Skip every image and restate the data word for word.

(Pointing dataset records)
┄┄┄┄┄┄┄┄┄┄┄┄┄┄┄┄┄┄┄┄

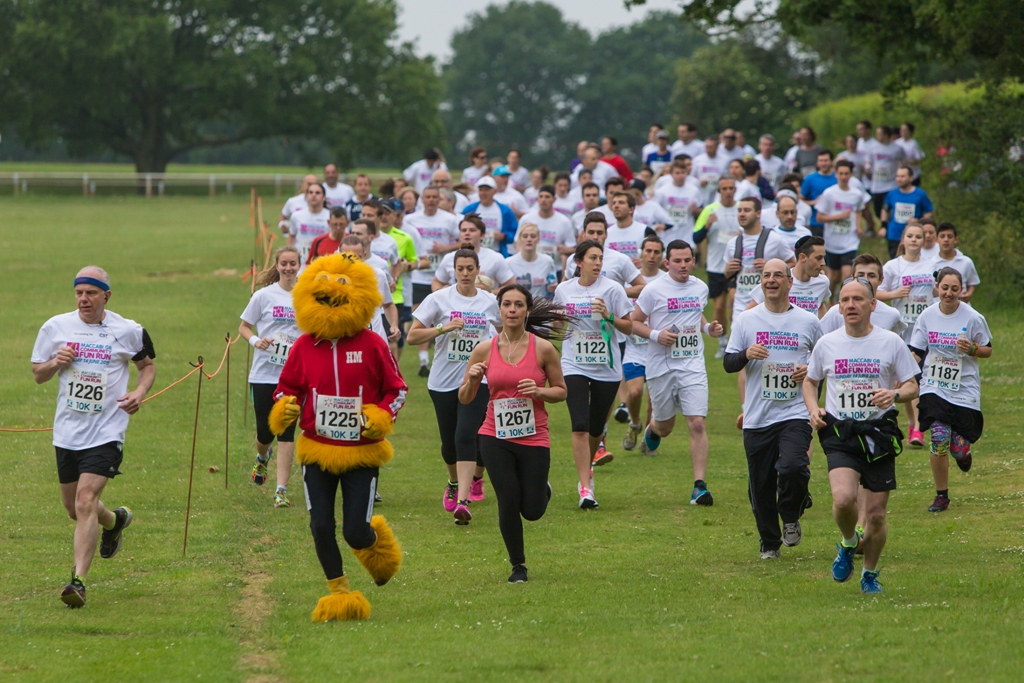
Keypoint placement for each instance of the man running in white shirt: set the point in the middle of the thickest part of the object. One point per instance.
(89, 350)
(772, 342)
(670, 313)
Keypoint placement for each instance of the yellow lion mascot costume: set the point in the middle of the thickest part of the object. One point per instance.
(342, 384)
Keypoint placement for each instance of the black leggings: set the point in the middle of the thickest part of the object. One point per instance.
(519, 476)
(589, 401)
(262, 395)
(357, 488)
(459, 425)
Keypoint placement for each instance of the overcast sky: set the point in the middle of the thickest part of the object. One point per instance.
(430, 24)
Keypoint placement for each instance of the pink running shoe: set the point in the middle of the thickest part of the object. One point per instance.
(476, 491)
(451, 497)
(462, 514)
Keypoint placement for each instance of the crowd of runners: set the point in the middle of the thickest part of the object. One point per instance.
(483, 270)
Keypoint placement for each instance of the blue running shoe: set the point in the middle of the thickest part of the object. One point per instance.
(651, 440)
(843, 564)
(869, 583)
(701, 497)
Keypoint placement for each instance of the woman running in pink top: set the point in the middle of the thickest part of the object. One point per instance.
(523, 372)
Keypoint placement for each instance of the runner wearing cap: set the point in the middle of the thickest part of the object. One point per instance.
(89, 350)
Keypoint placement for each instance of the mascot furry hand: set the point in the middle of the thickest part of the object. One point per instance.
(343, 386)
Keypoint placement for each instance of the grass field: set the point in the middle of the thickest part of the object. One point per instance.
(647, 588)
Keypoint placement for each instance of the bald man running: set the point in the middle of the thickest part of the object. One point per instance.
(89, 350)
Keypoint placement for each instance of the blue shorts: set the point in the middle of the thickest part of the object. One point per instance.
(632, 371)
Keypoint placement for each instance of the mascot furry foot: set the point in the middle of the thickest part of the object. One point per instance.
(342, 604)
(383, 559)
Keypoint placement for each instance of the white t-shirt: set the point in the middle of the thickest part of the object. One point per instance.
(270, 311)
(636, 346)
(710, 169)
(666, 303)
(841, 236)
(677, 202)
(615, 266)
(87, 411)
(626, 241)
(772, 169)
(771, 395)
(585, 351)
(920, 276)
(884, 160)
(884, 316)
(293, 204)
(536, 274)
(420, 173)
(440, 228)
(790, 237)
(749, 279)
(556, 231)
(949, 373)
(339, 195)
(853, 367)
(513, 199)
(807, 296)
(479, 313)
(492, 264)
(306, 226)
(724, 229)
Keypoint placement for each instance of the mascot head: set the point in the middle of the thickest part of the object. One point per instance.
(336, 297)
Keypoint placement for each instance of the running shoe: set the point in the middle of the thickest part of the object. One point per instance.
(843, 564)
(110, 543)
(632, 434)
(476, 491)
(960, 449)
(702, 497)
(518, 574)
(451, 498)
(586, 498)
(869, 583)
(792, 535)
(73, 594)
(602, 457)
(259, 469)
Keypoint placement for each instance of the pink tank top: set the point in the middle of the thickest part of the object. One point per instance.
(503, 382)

┄┄┄┄┄┄┄┄┄┄┄┄┄┄┄┄┄┄┄┄

• _RESPONSE FOR THIS EXERCISE_:
Keypoint placement for each instance of the man running in white shirt: set the point in the middle of the thickest part of the object. One point per instance.
(89, 350)
(772, 342)
(670, 313)
Keypoint placement for each instance of the yellow lion mascot costume: set the point in the middle of the thickest part of the object. One point per instance.
(342, 384)
Keypoint placement for each instance of the black leggings: set the point in the middle of the thickest part of the object. One point per instance.
(519, 476)
(589, 401)
(262, 395)
(357, 488)
(459, 425)
Keypoint placement for each instance of the overcast sky: set the point in the middle of the thickest part of the object. One point per instance.
(430, 24)
Keypoint placement for each instance of the pink running shoe: set the point in the middle of the thickest part of the object. One point per instance.
(476, 491)
(451, 497)
(462, 514)
Keypoint placement for each instance of the crowd of runners: set the point in the middle of the thickest part of the object. One point per instance.
(483, 270)
Keypoint placement for each instance of the blue running shoe: set the point in the middle of the thickest part of the object. One point per instance.
(651, 440)
(843, 564)
(869, 583)
(701, 497)
Keypoint placement for each instance of the woman running in pink top: set the point in the middle of the thickest part of the object. One point per instance.
(523, 372)
Keypoint placement for each instance of the runner wearing cap: set the point in the middle of the thickest part of the object. One point per instance.
(89, 350)
Keypoint placement for each instance of the mascot furry hand: set the point in the middle of the thickest part of the object. One point per instance.
(343, 386)
Keypoint placement for each instance of the grass field: set the point in the middle of the thickest part of the object. One point per instance.
(647, 588)
Keypoint placement for each instance of the bald man running: set the point in the middle of the thickest part of the object. One point per instance.
(89, 350)
Keypoint placement for each instance of the blue shorts: set the point in the middle of the thickest part of the object. One point per instance.
(632, 371)
Keypoint placement for each instance of the mascot furry foot: set the point in the middle of the thickest part of the object. One point per instance.
(342, 604)
(383, 559)
Keypoint placement for each instance of the white t-shirt: set the point in the middle of the thickest part of the object. One point per instance.
(270, 311)
(636, 346)
(710, 169)
(666, 303)
(841, 236)
(677, 202)
(615, 266)
(87, 411)
(626, 241)
(772, 169)
(771, 395)
(585, 351)
(920, 276)
(884, 160)
(884, 316)
(293, 204)
(536, 274)
(420, 173)
(440, 228)
(790, 237)
(749, 279)
(556, 231)
(949, 373)
(339, 195)
(853, 367)
(513, 199)
(807, 296)
(479, 313)
(492, 264)
(306, 226)
(724, 229)
Keypoint placement for each instance of the mascot head: set the point in the middle of the thickest part of the object. One point per instance.
(336, 297)
Keypoint placement for each instance of the running shoe: set the point in the middle of the thickest part of the object. One point per instance.
(843, 564)
(110, 543)
(632, 434)
(476, 491)
(960, 449)
(702, 497)
(518, 574)
(451, 498)
(586, 498)
(869, 583)
(792, 535)
(73, 594)
(602, 457)
(259, 469)
Keypoint placement for each instance of the pink tank top: set the point in the middle of the thickest part of the object. One point per instance.
(503, 382)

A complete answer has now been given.